::: 文档片段

在时间序列中,预测外部回归变量可以产生很大的不同。目前我想使用模型时间框架来跟踪外部回归器的影响。
但是,到目前为止,我找不到有关此主题的任何有用信息。我才发现,你可以在你的食谱中添加带有“+”的回归变量。
在我的食谱中添加变量 Transactions(每天的交易数和商店)和 Open_Closed(1 = 商店已关闭,0 = 商店已打开)后,我发现对预测没有影响。我怎样才能做到这一点?
一些代表数据:
suppressPackageStartupMessages(library(modeltime))
suppressPackageStartupMessages(library(tidymodels))
suppressPackageStartupMessages(library(lubridate))
suppressPackageStartupMessages(library(timetk))
#### DATA
data <- data.frame (Store = c(rep("1",365),rep("2",365)),
Sales = c(seq( 1, 44, length.out = 365)),
Date = c(dates <- ymd("2013-01-01")+ days(0:364)),
Transactions = c(seq( 50, 100, length.out = 365)),
Open_Closed = sample(rep(0:1,each=365))
)
h = 42
# split
set.seed(234)
splits <- time_series_split(data, assess = "42 days", cumulative = TRUE)
# recipe
recipe_spec <- recipe(Sales ~ Date + Transactions + Open_Closed, data) %>%
step_timeseries_signature(Date) %>%
step_rm(matches("(iso$)|(xts$)|(day)|(hour)|(min)|(sec)|(am.pm)")) %>%
step_dummy(all_nominal())
recipe_spec %>% prep() %>% juice()
#### MODELS
# elnet
model_spec_glmnet <- linear_reg(penalty = 1) %>%
set_engine("glmnet")
wflw_fit_glmnet <- workflow() %>%
add_model(model_spec_glmnet) %>%
add_recipe(recipe_spec %>% step_rm(Date)) %>%
fit(training(splits))
# xgboost
model_spec_xgboost <- boost_tree("regression", learn_rate = 0.35) %>%
set_engine("xgboost")
set.seed(123)
wflw_fit_xgboost <- workflow() %>%
add_model(model_spec_xgboost) %>%
add_recipe(recipe_spec %>% step_rm(Date)) %>%
fit(training(splits))
# sub tbl
submodels_tbl <- modeltime_table(
wflw_fit_glmnet,
wflw_fit_xgboost
)
submodels_tbl %>%
modeltime_accuracy(testing(splits)) %>%
table_modeltime_accuracy(.interactive = FALSE)

::::::
::: 展示材料

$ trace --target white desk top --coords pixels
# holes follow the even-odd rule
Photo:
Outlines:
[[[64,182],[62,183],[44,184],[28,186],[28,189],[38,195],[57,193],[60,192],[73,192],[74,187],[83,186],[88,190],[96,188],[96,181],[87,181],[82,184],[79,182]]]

::::::
::: 展示材料

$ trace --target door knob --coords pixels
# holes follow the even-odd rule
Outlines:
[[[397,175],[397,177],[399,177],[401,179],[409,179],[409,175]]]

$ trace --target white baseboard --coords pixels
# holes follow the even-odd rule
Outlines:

::::::
::: 展示材料

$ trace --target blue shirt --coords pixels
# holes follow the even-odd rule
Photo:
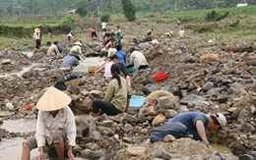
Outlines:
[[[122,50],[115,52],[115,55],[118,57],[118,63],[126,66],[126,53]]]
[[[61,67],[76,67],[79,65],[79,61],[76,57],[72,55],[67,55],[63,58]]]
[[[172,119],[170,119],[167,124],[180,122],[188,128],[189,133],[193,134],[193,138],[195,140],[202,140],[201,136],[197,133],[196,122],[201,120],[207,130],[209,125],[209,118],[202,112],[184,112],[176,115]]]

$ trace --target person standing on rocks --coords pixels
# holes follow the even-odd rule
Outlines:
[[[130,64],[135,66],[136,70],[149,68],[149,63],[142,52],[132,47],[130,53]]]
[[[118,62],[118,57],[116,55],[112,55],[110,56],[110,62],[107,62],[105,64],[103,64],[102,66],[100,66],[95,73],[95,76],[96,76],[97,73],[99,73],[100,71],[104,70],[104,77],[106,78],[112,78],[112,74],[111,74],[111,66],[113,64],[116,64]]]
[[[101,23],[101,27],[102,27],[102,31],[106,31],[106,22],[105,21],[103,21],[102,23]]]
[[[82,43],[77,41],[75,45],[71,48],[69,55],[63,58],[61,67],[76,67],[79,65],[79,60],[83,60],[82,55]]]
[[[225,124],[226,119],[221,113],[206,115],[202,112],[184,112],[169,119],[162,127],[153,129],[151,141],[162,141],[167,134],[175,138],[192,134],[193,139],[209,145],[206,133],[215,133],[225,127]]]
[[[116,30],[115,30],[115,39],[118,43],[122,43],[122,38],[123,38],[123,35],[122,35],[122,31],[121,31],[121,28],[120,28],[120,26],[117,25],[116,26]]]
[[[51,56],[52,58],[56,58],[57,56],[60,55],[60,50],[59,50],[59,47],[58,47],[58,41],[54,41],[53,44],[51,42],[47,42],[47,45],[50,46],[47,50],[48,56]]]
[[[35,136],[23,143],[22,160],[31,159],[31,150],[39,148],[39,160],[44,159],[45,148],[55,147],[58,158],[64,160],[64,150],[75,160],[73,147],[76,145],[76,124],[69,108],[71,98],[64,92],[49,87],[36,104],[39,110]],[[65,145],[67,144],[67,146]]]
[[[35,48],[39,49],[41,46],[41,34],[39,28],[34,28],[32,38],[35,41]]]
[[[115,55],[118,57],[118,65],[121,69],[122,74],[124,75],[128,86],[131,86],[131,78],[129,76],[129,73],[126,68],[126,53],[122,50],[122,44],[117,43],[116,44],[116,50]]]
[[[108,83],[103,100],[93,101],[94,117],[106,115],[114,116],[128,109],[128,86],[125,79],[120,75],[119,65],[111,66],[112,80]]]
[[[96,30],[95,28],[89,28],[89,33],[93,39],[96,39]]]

::::::

* 任务说明: 找出上面帖子的代码里用 library() 加载的每一个 R 包,逐一列出。

* 练习结果: modeltime、tidymodels、lubridate、timetk